No caso da contribuição assistencial, tendo a decisão do STF efeito vinculante e erga omnes, a retroatividade ex tunc poderia anular decisões passadas que declararam a cobrança inconstitucional, impactando até mesmo execuções em curso.
O artigo 525, § 12, do CPC, prevê que uma decisão do STF declarando constitucionalidade de uma norma pode tornar inexigível a obrigação imposta em decisões anteriores, extinguindo a execução. Por sua vez, o § 14 reforça essa ideia, ao permitir que a parte executada invoque a decisão do STF como fundamento para a desconstituição da obrigação.
Entretanto, a aplicação irrestrita do efeito retroativo pode gerar insegurança jurídica e colidir com princípios como a coisa julgada e a prescrição. A modulação dos efeitos da decisão torna-se, portanto, essencial para evitar distorções e garantir equilíbrio entre a necessidade de respeitar os novos entendimentos do STF e a segurança de relações jurídicas já estabelecidas.
Reforço, aqui, o argumento de que não se pode reabrir indiscriminadamente processos já consolidados sob a ótica da inconstitucionalidade anterior. Assim, embora a decisão do STF no Tema 935 tenha pacificado a questão da contribuição assistencial, a aplicação retroativa deve ser analisada com cautela.
O ideal é que a aplicação do efeito ex tunc seja ponderada à luz dos dispositivos legais mencionados, levando em consideração a existência de decisões transitadas em julgado e o princípio da segurança jurídica. A delimitação da retroatividade, portanto, deve equilibrar o respeito ao novo entendimento jurisprudencial com a proteção das relações jurídicas já consolidadas.
Trato continuado sobre instrumentos coletivos posteriores
Em prestações de trato continuado, como na imposição de cláusulas convencionais reiteradas ao longo do tempo, a superação do entendimento anterior pelo STF pode ter implicações diretas sobre decisões judiciais já transitadas em julgado. Em situações nas quais a decisão judicial determinou que sindicatos se abstivessem de replicar a cláusula de contribuição assistencial em convenções coletivas futuras, a nova orientação jurisprudencial pode ser invocada para afastar essa restrição.

**Instruções**
- A) Segundo o trecho, qual dispositivo do CPC prevê que uma decisão do STF declarando a constitucionalidade de uma norma pode tornar inexigível a obrigação imposta em decisões anteriores?
- B) Localize nos registros todas as linhas que contêm a palavra "blue" e copie-as.
O trecho e os registros vêm de fontes diferentes.

**Entradas de um conjunto de dados de apontamento**
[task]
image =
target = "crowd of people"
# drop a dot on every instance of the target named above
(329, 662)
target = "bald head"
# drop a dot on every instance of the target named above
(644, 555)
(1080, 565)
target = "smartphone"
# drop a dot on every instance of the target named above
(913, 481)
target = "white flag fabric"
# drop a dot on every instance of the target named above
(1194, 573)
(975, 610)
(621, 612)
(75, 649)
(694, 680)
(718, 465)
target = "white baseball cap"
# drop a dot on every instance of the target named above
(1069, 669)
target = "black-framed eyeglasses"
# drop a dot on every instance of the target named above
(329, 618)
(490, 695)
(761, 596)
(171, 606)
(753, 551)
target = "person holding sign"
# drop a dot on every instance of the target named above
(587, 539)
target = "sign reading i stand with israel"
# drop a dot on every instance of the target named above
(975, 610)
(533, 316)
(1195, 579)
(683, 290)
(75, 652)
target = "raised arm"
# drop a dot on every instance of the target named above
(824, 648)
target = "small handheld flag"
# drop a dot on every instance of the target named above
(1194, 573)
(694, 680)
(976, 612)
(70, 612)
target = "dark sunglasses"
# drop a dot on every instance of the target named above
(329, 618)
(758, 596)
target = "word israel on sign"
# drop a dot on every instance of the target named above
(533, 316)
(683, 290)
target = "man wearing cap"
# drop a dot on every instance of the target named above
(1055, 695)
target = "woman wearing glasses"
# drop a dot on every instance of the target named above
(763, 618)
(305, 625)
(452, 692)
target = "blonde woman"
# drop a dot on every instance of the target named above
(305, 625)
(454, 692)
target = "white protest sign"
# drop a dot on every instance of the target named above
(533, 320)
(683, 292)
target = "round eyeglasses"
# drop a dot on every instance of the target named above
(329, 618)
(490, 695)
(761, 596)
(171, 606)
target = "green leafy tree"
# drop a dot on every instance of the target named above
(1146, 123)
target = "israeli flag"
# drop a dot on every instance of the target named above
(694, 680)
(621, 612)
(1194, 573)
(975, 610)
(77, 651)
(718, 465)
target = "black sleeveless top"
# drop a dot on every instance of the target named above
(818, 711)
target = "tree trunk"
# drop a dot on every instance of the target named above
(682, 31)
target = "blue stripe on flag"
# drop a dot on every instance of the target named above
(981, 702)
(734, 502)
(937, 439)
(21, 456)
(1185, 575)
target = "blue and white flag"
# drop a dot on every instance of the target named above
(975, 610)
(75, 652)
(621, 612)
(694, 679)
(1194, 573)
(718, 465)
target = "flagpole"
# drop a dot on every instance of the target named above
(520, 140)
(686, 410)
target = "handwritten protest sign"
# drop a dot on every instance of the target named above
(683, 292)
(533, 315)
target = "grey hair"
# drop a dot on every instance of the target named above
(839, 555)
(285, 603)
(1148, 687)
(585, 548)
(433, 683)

**Respostas**
- A) O artigo 525, § 12, do CPC.

- B)
target = "blue stripe on flag"
target = "blue and white flag"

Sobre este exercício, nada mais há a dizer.